── Record list ──
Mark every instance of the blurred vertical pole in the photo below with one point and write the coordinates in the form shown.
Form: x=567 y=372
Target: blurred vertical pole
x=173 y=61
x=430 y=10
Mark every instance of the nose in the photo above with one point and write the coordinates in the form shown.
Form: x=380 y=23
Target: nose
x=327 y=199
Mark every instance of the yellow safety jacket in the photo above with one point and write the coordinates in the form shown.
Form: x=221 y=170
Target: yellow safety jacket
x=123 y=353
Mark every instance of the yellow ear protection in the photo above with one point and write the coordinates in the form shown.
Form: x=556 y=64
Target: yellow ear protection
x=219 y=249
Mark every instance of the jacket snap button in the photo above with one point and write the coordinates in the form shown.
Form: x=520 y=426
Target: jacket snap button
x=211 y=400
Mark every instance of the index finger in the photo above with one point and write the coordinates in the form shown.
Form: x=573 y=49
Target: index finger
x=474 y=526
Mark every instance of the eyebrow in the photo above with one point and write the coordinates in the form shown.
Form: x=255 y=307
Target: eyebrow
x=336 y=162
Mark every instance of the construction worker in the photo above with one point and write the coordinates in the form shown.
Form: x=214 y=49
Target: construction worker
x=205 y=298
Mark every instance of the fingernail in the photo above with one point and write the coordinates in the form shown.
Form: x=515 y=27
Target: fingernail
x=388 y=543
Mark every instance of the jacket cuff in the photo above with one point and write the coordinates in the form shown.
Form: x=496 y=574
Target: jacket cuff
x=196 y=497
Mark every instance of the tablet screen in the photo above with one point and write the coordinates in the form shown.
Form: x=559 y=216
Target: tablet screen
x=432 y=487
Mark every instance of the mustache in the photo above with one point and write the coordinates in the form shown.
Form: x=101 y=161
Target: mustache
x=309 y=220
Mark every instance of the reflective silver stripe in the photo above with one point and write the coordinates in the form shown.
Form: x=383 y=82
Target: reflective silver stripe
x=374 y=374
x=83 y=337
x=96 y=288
───
Reproduce every one of the lines above, swapping "jacket" for "coat" wherever it occurs and leaving everything else unchanged.

Mark every instance of the blurred vertical pole in the photo below with one point and write the coordinates in the form shown.
Form: x=567 y=372
Target: blurred vertical pole
x=173 y=61
x=430 y=10
Mark every instance of the nose in the photo above with one point and write the coordinates in the form shown.
Form: x=380 y=23
Target: nose
x=327 y=199
Mark every instance of the yellow safety coat in the photo above with one point and write the coordinates in the form shown.
Form: x=221 y=170
Target: yellow safety coat
x=123 y=353
Mark every instance of the yellow ear protection in the photo above with one point and write the coordinates in the form shown.
Form: x=556 y=64
Target: yellow ear protection
x=219 y=249
Mark every instance of the coat snap button in the photo above with one point and write the coordinates in the form shown.
Form: x=520 y=426
Target: coat snap button
x=211 y=400
Mark every instance of the index finger in the photo above with one point and write the coordinates in the form shown.
Form: x=573 y=49
Target: index finger
x=474 y=526
Mark every instance of the eyebrow in the photo above with one point and write the coordinates in the form shown.
Form: x=255 y=307
Target: eyebrow
x=336 y=162
Mark every instance of the construction worker in the photo above with one point and write the coordinates in the form shown.
Form: x=214 y=49
Target: construction worker
x=205 y=298
Mark every instance of the fingernail in the photo above with one point and write the coordinates in the form shown.
Form: x=515 y=27
Target: fingernail
x=388 y=543
Mark every instance of the coat cuff in the photo above with one point and write the coordinates in the form shown.
Form: x=496 y=574
Target: coat cuff
x=196 y=497
Mark every instance of the tablet screen in the photo above with one point and write the coordinates in the form shown.
Form: x=559 y=216
Target: tablet screen
x=432 y=487
Mark every instance of the mustache in the photo above with one point and write the coordinates in the form shown.
Form: x=101 y=161
Target: mustache
x=309 y=220
Mark every instance of the reflective silver stripe in the photo above with one point and write the coordinates in the form shown.
Form: x=383 y=82
Target: reflective silver stripe
x=374 y=374
x=83 y=337
x=96 y=288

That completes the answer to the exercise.